**What is required**
Copy out all of the material below with every "whole-pixels" switched to "integer-pixels" and nothing else changed. Leave the pictures out of your copy.

(Records from a data source)
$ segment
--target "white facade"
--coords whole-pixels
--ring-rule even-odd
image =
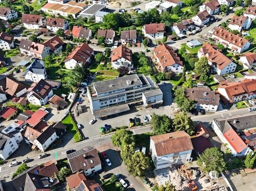
[[[33,91],[32,91],[27,94],[27,99],[28,101],[29,101],[32,104],[39,106],[43,106],[44,105],[46,105],[48,102],[49,99],[51,98],[53,95],[53,92],[52,92],[52,90],[50,91],[48,95],[44,99],[43,99],[42,98],[39,99],[38,98],[34,96],[33,95],[33,93],[34,93],[34,92]]]

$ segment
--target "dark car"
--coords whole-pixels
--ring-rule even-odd
[[[66,151],[66,154],[70,154],[71,153],[74,153],[75,151],[76,151],[74,149],[69,150],[68,151]]]
[[[104,179],[107,179],[107,178],[109,178],[113,175],[113,173],[108,173],[106,175],[105,175],[103,176],[103,178]]]

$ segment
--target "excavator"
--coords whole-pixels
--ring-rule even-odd
[[[187,176],[187,179],[188,181],[189,188],[190,188],[190,190],[191,191],[197,191],[198,190],[198,186],[197,186],[196,183],[195,183],[195,182],[191,180],[190,178],[190,174],[187,170],[187,168],[186,168],[186,167],[185,167],[185,165],[182,165],[181,167],[181,170],[182,171],[184,171],[185,172],[185,173],[186,174],[186,176]]]

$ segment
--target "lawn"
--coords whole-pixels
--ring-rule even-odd
[[[61,122],[67,127],[67,131],[72,134],[74,142],[79,142],[83,140],[83,138],[79,132],[79,130],[72,119],[70,114],[69,114],[68,115],[63,119]]]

**Expected answer**
$ segment
--target "white facade"
--coords integer-pixels
--ring-rule even-odd
image =
[[[33,91],[32,91],[27,94],[27,99],[28,101],[29,101],[32,104],[39,106],[43,106],[44,105],[46,105],[48,102],[49,99],[51,98],[53,95],[53,92],[52,92],[52,90],[50,91],[48,95],[44,99],[43,99],[42,98],[39,99],[38,98],[34,96],[33,95],[33,93],[34,93],[34,92]]]

$ segment
--target "dark car"
--coords integer-pixels
--ring-rule even-odd
[[[66,151],[66,154],[70,154],[71,153],[74,153],[75,151],[76,151],[74,149],[69,150],[68,151]]]
[[[104,179],[107,179],[107,178],[109,178],[113,175],[113,173],[108,173],[106,175],[105,175],[103,176],[103,178]]]

$ segment
--target "excavator"
--coords integer-pixels
--ring-rule even-odd
[[[187,176],[187,179],[188,181],[189,188],[190,188],[190,190],[191,191],[197,191],[198,190],[198,186],[197,186],[196,183],[195,183],[195,182],[191,180],[190,178],[190,174],[187,170],[187,168],[186,168],[186,167],[185,167],[185,165],[182,165],[181,167],[181,170],[182,171],[184,171],[185,172],[185,173],[186,174],[186,176]]]

$ segment
--target "lawn"
--coords integer-pixels
--ring-rule even-odd
[[[61,122],[67,127],[67,131],[72,134],[74,142],[79,142],[83,140],[83,138],[79,132],[79,130],[72,119],[70,114],[69,114],[68,115],[63,119]]]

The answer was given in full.